- [What is needed] Format all of the items below as a two-column CSV with the header row item_text,answer_points. Give one row per item, put its text and its answer each in a single double-quoted field, and replace every line break inside a field with a space.

- [Input material]
================

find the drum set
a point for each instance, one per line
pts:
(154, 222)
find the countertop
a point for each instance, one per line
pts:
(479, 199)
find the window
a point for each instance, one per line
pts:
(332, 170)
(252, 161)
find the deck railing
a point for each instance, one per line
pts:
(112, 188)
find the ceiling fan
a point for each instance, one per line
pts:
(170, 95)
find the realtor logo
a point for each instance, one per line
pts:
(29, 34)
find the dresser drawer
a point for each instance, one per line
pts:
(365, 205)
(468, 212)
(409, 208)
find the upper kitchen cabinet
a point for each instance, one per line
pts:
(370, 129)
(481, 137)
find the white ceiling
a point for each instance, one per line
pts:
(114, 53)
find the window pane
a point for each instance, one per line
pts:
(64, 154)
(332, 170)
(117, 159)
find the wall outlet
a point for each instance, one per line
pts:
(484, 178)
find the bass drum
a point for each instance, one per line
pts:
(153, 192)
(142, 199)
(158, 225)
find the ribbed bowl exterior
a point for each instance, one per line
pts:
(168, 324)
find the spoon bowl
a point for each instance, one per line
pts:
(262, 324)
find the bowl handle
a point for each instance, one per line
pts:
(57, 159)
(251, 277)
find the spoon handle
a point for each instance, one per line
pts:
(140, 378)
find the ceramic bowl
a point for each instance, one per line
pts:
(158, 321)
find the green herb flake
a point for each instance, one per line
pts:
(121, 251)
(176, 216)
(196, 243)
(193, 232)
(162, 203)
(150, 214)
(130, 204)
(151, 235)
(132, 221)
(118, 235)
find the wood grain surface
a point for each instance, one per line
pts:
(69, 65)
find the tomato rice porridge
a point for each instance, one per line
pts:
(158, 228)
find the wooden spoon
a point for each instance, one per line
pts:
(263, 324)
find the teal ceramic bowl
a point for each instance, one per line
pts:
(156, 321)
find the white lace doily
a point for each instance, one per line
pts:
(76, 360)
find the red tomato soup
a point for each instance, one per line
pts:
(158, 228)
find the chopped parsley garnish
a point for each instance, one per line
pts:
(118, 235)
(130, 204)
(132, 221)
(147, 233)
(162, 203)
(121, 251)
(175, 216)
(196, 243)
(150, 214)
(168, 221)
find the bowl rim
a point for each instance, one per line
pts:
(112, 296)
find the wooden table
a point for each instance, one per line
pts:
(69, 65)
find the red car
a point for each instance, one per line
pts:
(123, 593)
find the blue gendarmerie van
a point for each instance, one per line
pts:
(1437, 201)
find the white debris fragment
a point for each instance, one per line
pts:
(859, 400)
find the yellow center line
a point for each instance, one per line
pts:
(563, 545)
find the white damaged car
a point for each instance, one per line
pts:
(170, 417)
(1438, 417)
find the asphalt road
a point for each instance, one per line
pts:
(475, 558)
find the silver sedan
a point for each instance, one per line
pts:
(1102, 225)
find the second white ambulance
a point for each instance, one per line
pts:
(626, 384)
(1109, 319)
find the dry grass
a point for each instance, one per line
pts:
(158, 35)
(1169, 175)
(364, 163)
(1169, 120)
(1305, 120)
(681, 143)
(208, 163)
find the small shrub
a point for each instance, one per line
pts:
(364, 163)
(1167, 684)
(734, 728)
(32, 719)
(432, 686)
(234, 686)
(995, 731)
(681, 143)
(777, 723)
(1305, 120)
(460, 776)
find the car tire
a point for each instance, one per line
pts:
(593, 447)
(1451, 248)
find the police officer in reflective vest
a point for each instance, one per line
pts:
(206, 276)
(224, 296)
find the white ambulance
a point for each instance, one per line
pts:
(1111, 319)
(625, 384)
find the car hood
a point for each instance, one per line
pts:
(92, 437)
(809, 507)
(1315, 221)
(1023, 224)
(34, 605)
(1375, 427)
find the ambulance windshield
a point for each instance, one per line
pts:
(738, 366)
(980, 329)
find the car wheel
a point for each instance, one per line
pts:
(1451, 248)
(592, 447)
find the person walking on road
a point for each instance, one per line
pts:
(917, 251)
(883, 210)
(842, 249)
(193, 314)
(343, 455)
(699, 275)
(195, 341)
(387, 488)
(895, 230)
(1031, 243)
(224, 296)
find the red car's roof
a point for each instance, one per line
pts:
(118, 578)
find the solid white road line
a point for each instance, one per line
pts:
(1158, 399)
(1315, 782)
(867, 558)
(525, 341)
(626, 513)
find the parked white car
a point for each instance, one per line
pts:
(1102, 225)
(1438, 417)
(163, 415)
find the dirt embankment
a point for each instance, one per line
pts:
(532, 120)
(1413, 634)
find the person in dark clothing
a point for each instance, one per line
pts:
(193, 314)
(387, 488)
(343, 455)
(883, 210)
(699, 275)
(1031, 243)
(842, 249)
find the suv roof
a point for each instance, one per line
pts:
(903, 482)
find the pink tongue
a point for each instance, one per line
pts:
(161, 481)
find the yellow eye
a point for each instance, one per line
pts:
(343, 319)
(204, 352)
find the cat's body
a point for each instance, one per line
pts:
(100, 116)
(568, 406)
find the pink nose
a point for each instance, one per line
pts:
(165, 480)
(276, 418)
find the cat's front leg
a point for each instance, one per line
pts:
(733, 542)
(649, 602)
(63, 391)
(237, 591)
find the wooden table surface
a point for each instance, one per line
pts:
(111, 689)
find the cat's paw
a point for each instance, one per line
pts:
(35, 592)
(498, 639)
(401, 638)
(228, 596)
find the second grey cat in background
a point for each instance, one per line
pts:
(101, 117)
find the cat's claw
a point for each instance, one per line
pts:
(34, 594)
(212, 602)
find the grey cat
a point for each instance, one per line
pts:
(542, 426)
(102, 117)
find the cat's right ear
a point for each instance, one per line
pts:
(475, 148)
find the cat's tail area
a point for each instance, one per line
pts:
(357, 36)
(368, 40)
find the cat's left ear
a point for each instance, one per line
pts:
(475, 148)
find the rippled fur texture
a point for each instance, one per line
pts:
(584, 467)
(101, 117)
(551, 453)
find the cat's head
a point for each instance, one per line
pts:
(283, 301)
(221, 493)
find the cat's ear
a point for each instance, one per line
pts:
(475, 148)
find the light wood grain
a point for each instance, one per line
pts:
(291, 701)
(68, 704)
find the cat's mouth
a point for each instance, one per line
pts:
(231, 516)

================

- [Completed task]
item_text,answer_points
"find the drum set a point for each instance, one per line pts:","(154, 222)"
"find the countertop a point for each instance, one per line pts:","(479, 199)"
"find the window a point for each instance, one per line pts:","(332, 170) (252, 161)"
"find the deck railing a point for each instance, one per line pts:","(112, 188)"
"find the ceiling fan a point for each instance, one per line pts:","(170, 95)"
"find the realtor logo a point for each instance, one per line pts:","(29, 34)"
"find the dresser drawer a point for each instance, one per line pts:","(365, 205) (468, 212) (409, 208)"
"find the upper kitchen cabinet a point for each instance, one per line pts:","(370, 129) (481, 137)"
"find the white ceiling a point for each instance, one per line pts:","(114, 53)"
"find the window pane a point for each instance, one per line pts:","(64, 154) (332, 170) (117, 159)"
"find the wall outlet a point for each instance, one per line pts:","(484, 178)"
"find the bass drum a point for each instance, one per line pts:","(153, 192) (142, 199) (158, 225)"
"find the ribbed bowl exterior a point for each instance, one per line pts:","(168, 324)"
"find the spoon bowl a point for each instance, one per line pts:","(262, 324)"
"find the bowl handle a point for each instance, one per line pts:","(57, 159) (251, 277)"
"find the spoon handle a point for each instance, one per line pts:","(140, 378)"
"find the ceramic bowl a point for each instance, one per line pts:","(158, 321)"
"find the green herb flake a point for each instance, one per line pts:","(121, 251) (176, 216) (196, 243) (193, 232) (162, 203) (150, 214) (130, 204) (151, 235) (132, 221) (118, 235)"
"find the wood grain surface a point for each instance, one per line pts:","(69, 65)"
"find the tomato rice porridge a point for each instance, one per line pts:","(158, 228)"
"find the wooden spoon a point for each instance, one per line pts:","(263, 324)"
"find the teal ceramic bowl a point for each instance, one per line pts:","(156, 321)"
"find the white lace doily a point for each instance, one per line pts:","(76, 360)"
"find the red tomato soup a point for each instance, one per line pts:","(158, 228)"
"find the chopped parsley garnish a point for each instance, one per line pts:","(118, 235) (130, 204) (132, 221) (147, 233) (162, 203) (121, 251) (175, 216) (196, 243) (150, 214) (168, 221)"
"find the bowl rim a point for each instance, one per line pts:","(112, 296)"
"find the wooden table a point for each instance, one per line pts:","(69, 65)"
"find the red car a point for each instance, one per line pts:","(123, 593)"
"find the blue gendarmerie van a point for each instance, one per line pts:","(1437, 201)"
"find the white debris fragment a point for each instance, one per line pts:","(859, 400)"
"find the yellow center line a point for each instance, one per line pts:","(563, 545)"
"find the white damaged car a point for each instance, one per line pts:","(170, 417) (1438, 417)"
"find the asphalt road a point for each instance, one per line pts:","(475, 558)"
"find the silver sedan a point for each instance, one per line pts:","(1102, 225)"
"find the second white ambulance a point for each instance, one per line pts:","(626, 384) (1109, 319)"
"find the dry grass a point for each instance, one per line pts:","(158, 35) (1169, 175) (364, 163) (1169, 120) (1305, 120) (681, 143) (208, 163)"
"find the small shrub a point for each instance, one per line pts:","(364, 163) (1167, 684) (734, 728) (32, 719) (432, 686) (234, 686) (995, 731) (681, 143) (777, 723) (1305, 120) (460, 776)"
"find the car tire a point for each instance, one per line pts:","(593, 447) (1451, 248)"
"find the police officer in reflective vest a point for each instance, one per line pts:","(206, 276) (224, 296)"
"find the white ambulance a point for each instance, one per line pts:","(1111, 319) (625, 384)"
"find the car hood a point for each instance, one per line pts:","(92, 437) (809, 507) (1315, 221) (1023, 224) (34, 605) (1375, 427)"
"find the ambulance windshield a point for each instance, one per line pts:","(738, 366) (980, 329)"
"find the car wheel a point for each instance, one per line pts:","(1451, 248) (592, 447)"
"find the person walking on road a point for each instance, one per line pts:","(917, 251) (883, 210) (842, 249) (193, 314) (343, 455) (699, 275) (195, 341) (387, 488) (895, 230) (1031, 243) (224, 296)"
"find the red car's roof a point for each instance, one per line pts:","(118, 578)"
"find the solid white road line a point for each instance, one per line pts:","(1158, 399) (1315, 782) (867, 558) (525, 341) (626, 513)"
"find the parked white car a point for each instance, one per line pts:","(1102, 225) (1438, 417) (163, 415)"
"find the dirt embankment a point for each instance, one per line pts:","(532, 120) (1413, 634)"
"find the person in dark clothing a point for each instance, one per line pts:","(193, 314) (387, 488) (343, 455) (883, 210) (699, 275) (1031, 243) (842, 249)"
"find the suv roof a point for each instance, one per line pts:","(903, 482)"
"find the pink tongue a point for each instance, one per line pts:","(161, 481)"
"find the yellow eye a point for each instance, one per line pts:","(343, 319) (204, 352)"
"find the cat's body a point for each instance, one per line pts:","(100, 116) (568, 406)"
"find the pink nose a point for each instance, one per line pts:","(165, 480) (276, 418)"
"find the cat's front leg a point for each instance, one per line pts:","(733, 542) (649, 602) (63, 391) (237, 591)"
"find the wooden table surface a point for each instance, one per line pts:","(111, 689)"
"find the cat's paw a point for each instance, one per line pts:","(35, 592) (498, 639) (401, 638) (228, 596)"
"find the second grey cat in background a point for each instance, one per line pts:","(101, 117)"
"find the cat's claw a point for each instance, one per line pts:","(34, 594) (212, 602)"
"find the grey cat a point for each instance, one per line pts:","(542, 426) (102, 117)"
"find the cat's right ear a point for each instance, one per line pts:","(475, 148)"
"find the cat's tail area a point for each instance, one per line pts:","(357, 36) (368, 40)"
"find the cat's left ear a point for each instance, one per line pts:","(475, 148)"
"find the rippled fur texture a point for each instance, one per line pts:","(584, 467) (101, 117) (551, 453)"
"find the cat's head a point for each instance, one per line pts:","(283, 301) (221, 493)"
"find the cat's ear a point for each instance, one per line pts:","(475, 148)"
"find the light wood grain a point for each instance, one per line pts:","(291, 701) (68, 704)"
"find the cat's mouth a point for each instance, one per line pts:","(231, 516)"